(Position identification records)
------------------------

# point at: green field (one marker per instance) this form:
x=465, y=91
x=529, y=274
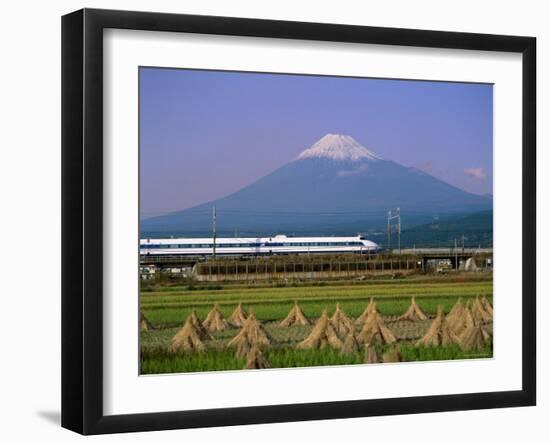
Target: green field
x=168, y=307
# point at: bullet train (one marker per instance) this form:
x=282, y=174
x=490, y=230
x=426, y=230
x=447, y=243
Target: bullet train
x=279, y=244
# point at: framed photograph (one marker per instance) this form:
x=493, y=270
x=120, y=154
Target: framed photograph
x=269, y=221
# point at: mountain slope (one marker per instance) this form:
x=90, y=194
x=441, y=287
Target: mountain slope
x=335, y=186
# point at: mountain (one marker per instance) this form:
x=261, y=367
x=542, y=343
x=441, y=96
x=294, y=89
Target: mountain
x=336, y=186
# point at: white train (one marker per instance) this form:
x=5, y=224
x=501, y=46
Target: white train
x=279, y=244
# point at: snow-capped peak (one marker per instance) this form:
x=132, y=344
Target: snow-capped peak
x=338, y=147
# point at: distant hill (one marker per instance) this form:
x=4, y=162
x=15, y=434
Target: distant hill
x=477, y=229
x=337, y=186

------------------------

→ **Task description**:
Put each line of the records above into a Markdown table with the columns "Row" and "Line," numbering every row and skipping blank lines. Leave the pictures out of your answer.

→ **Answer below**:
| Row | Line |
|---|---|
| 1 | # point at: green field (one marker per instance) this form: |
| 2 | x=465, y=91 |
| 3 | x=529, y=274 |
| 4 | Target: green field |
| 5 | x=168, y=307 |
| 6 | # point at: bullet train (one marker per instance) this form: |
| 7 | x=282, y=174 |
| 8 | x=490, y=230 |
| 9 | x=426, y=230 |
| 10 | x=447, y=243 |
| 11 | Target: bullet train |
| 12 | x=279, y=244 |
| 13 | # point at: framed photograph (one marker per instance) this form: |
| 14 | x=493, y=270 |
| 15 | x=120, y=154 |
| 16 | Target: framed photograph |
| 17 | x=269, y=221 |
| 18 | # point at: mountain slope (one marker per instance) this form: |
| 19 | x=90, y=194 |
| 20 | x=441, y=287 |
| 21 | Target: mountain slope |
| 22 | x=335, y=186 |
| 23 | # point at: mountain (one marker per instance) this form: |
| 24 | x=261, y=367 |
| 25 | x=542, y=343 |
| 26 | x=441, y=96 |
| 27 | x=294, y=89 |
| 28 | Target: mountain |
| 29 | x=336, y=186 |
| 30 | # point at: white train (one marker per instance) this form: |
| 31 | x=5, y=224 |
| 32 | x=501, y=46 |
| 33 | Target: white train |
| 34 | x=279, y=244 |
| 35 | # point at: snow-capped peak (one marker per instance) this form: |
| 36 | x=132, y=344 |
| 37 | Target: snow-capped peak |
| 38 | x=338, y=147 |
| 39 | # point at: distant hill (one marker per instance) this form: |
| 40 | x=4, y=162 |
| 41 | x=15, y=434 |
| 42 | Target: distant hill |
| 43 | x=477, y=229 |
| 44 | x=337, y=186 |